INTERVIEW: Shooting Daggers are bringing Queer kids to the front with swagger and sincerity
With the fury of a hurricane, Skate Punks Shooting Daggers are using their blistering, breakneck Hardcore to remind you that "Queercore isn't a genre. It's a movement"

Queerness in Hardcore has been around almost as long as Hardcore has existed, with many crediting its first appearance in the scene to the J.D.s zine that first appeared in 1985, and ever since it has been hard to dissect Queerness from Punk from any conversations around the meaningful impact of the genre.
In recent years, we’ve been lucky enough to see bands made up entirely of Queer people distributing a budge to misogyny and microaggressions in the live music world - but there is no doubt that there is still a way to go. We aren’t out of the woods just yet, with presumptuous promoters, sound engineers and venue managers still offering shirking looks to Queer people as though they don’t know what they’re doing with their gear. It’s a thinning crowd, thank goodness, but it’s still out there.
Perhaps the thing that has brought the most people to Hardcore is the feeling that the listener is finally being spoken for, either personally or politically, and this couldn’t be clearer than with many women or Queer people cutting the pretences, doing away with the bullshit, and taking aim at the systems that weigh down on them and their peers.
Queercore was born from incredible frustration, not just with the wider world, but also from the Punk scene that it called home - and the fight going on is exemplified no better than with the riotous Queercore trio Shooting Daggers, a skatey, surfy, biting slice of Punk from London that doesn’t seem content with itself until it has made a significant impact on the perception of Queerness in modern Hardcore. Luckily, they’re already well on their way.
The new generation that shake things up

When Altopsy sits down with Shooting Daggers, it’s right before their return to London at New Cross Inn, on the final day of Reality Unfolds festival. It’s been a big weekend of big noise up until now, but luckily, the band’s latest record Love & Rage implies that there is still some empowerment and joy to be seen through the flailing arms. The record is a blistering example of a band using its excitement and adoration of its peers to fuel songs full of - well - love and rage, in equal measure.
The sincerity of their writing elevates Shooting Daggers onto the same upbeat playing field as Angel Du$t, Scowl, and Spaced - but with moments of staccato synths in Tunnel Vision and contemporary sing-alongs in the record’s title track, there is more to the band than just a soapbox and a circle pit.
“We didn’t want to limit ourselves to just do Hardcore,” says drummer Raquel Alves. “Like, if we were writing a song and it was like ‘this is really mellow,’ it doesn’t matter if it doesn’t sound too Punk or Hardcore, we’re gonna do it anyway. That’s why the album is a way different thing, because we didn’t want to just fit one label.” Labels aren’t really Shooting Daggers’ thing - but if they’re going to wear a badge of honour, they’re going to do it for the benefit of Queer people all across the scene.
“I think that’s important to keep a movement, it’s like Riot Grrrl in the 90s. It wasn’t a genre, it was a movement, and I feel that’s the same for us with Queercore, that’s why we like to use it as a label,” adds bassist Bea Simion. “If we have to use a label, we use that, because it’s not about the music, it’s about the message and who you are, and identity and representation.”

.....

» **Work to complete**
1. Retype everything in the Shooting Daggers interview from "Perhaps the thing" down to "and their peers.".
2. Write the next part of the Shooting Daggers interview, starting after its final sentence.
The point placement records are separate material, unrelated to the Shooting Daggers interview.

» **Point placement records**
.....

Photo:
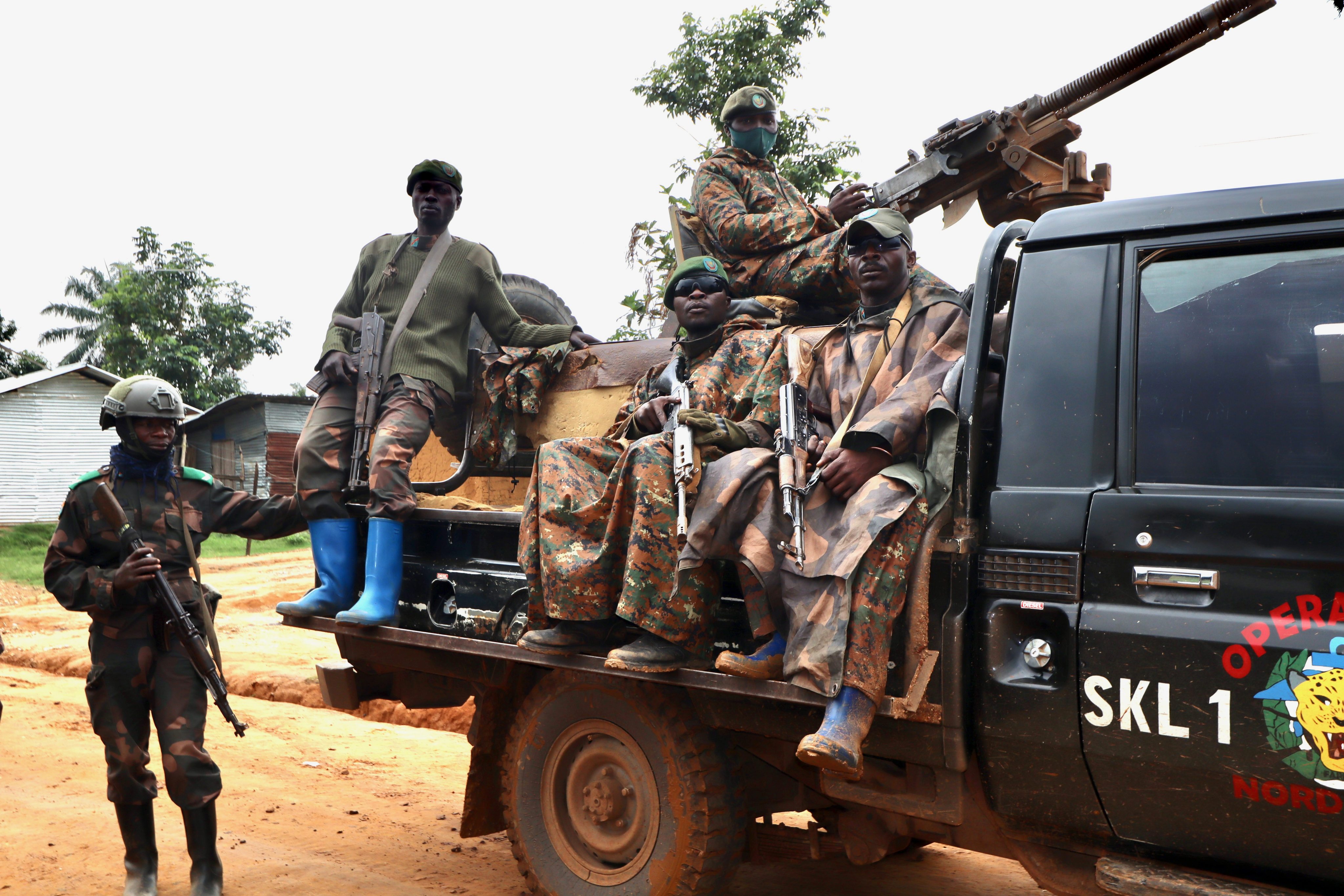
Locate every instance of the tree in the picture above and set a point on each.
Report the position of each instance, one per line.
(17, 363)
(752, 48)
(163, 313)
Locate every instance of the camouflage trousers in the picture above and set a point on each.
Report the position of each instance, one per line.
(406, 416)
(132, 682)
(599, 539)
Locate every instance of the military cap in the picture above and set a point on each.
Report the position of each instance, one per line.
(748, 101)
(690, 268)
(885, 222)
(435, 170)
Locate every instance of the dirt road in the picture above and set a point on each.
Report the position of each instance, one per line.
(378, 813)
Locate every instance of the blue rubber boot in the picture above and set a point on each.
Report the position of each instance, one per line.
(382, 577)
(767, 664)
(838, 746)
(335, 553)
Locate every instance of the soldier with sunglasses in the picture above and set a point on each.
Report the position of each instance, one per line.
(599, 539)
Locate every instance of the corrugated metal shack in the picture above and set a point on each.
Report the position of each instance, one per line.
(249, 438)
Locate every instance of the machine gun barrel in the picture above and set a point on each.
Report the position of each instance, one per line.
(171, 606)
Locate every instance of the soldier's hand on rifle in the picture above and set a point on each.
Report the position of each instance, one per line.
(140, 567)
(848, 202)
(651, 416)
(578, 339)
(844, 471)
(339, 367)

.....

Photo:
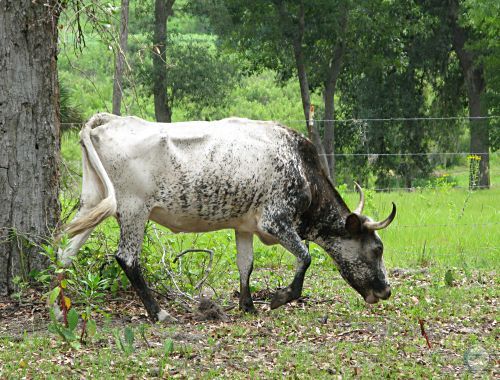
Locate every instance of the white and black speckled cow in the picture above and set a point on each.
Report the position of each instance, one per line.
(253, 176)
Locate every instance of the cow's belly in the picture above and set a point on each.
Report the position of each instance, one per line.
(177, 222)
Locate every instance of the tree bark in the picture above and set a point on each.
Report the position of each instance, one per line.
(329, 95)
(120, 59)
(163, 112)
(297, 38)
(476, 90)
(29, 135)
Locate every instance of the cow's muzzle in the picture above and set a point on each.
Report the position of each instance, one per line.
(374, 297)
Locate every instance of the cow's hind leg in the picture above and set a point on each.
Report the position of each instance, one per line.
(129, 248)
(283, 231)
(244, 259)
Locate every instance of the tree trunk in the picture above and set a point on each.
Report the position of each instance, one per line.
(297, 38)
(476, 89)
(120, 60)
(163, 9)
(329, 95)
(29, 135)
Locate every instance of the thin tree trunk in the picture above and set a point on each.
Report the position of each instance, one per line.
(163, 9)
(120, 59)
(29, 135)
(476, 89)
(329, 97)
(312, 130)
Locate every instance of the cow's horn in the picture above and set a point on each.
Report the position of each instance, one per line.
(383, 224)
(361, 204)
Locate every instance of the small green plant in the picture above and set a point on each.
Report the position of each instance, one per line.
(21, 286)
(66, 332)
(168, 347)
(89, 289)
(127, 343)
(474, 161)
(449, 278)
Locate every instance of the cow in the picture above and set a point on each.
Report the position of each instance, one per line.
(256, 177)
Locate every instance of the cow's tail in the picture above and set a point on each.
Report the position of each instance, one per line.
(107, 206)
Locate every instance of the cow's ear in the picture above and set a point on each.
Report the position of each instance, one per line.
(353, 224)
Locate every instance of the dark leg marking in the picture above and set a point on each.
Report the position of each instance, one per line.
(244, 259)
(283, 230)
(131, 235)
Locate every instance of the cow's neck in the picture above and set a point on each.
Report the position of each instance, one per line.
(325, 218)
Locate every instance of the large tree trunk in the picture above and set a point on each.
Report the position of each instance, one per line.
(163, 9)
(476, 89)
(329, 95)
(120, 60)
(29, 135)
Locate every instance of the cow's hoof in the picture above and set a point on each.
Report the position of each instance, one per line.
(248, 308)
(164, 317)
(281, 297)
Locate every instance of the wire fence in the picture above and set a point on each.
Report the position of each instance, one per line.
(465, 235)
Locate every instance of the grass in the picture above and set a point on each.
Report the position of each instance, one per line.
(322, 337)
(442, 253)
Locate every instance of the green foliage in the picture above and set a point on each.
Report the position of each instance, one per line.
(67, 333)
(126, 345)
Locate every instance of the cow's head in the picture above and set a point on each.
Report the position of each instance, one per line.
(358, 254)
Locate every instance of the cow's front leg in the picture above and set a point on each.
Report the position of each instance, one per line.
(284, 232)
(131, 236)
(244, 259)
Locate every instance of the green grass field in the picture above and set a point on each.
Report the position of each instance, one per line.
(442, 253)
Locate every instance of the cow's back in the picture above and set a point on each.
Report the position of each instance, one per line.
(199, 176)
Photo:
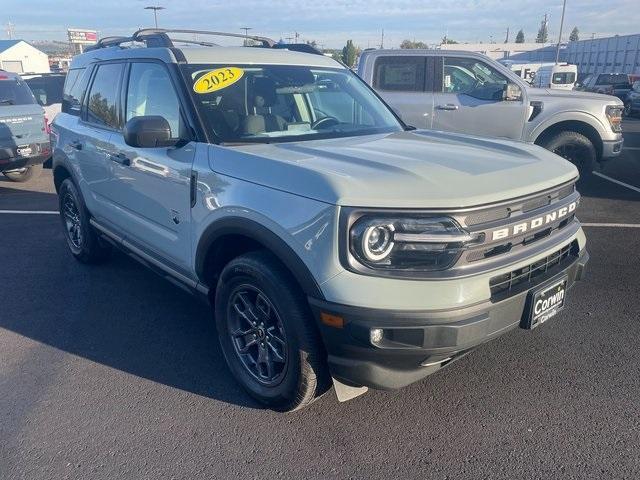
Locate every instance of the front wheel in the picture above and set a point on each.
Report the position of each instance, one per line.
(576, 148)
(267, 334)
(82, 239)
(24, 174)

.....

» **Answers provided**
1.
Perhaps the thing that has brought the most people to Hardcore is the feeling that the listener is finally being spoken for, either personally or politically, and this couldn’t be clearer than with many women or Queer people cutting the pretences, doing away with the bullshit, and taking aim at the systems that weigh down on them and their peers.

2.
Though the band started with a blunter edge, with their 2019 Demo and subsequent singles serving as a breakneck statement of intent, there’s far more to Shooting Daggers than an immediate look would offer, especially as a band made entirely of Queer people with the hope to fly the flag for Queercore at every opportunity - and after playing shows with Amyl and the Sniffers, Higher Power and La Dispute, they’re clearly already making their mark. And these new audiences give the band ample opportunity to make their voices heard.
“If you only stay in the DIY scene and play for the same crowd all the time, the same people that are willing to listen to what you have to say, then people are not gonna change their mindset because they already agree with you,” lead vocalist and guitarist Sal Pellegrin says. “We need to confront people that would not agree or would not want to listen to what we have to say, so then they can maybe understand and reconsider their thoughts.”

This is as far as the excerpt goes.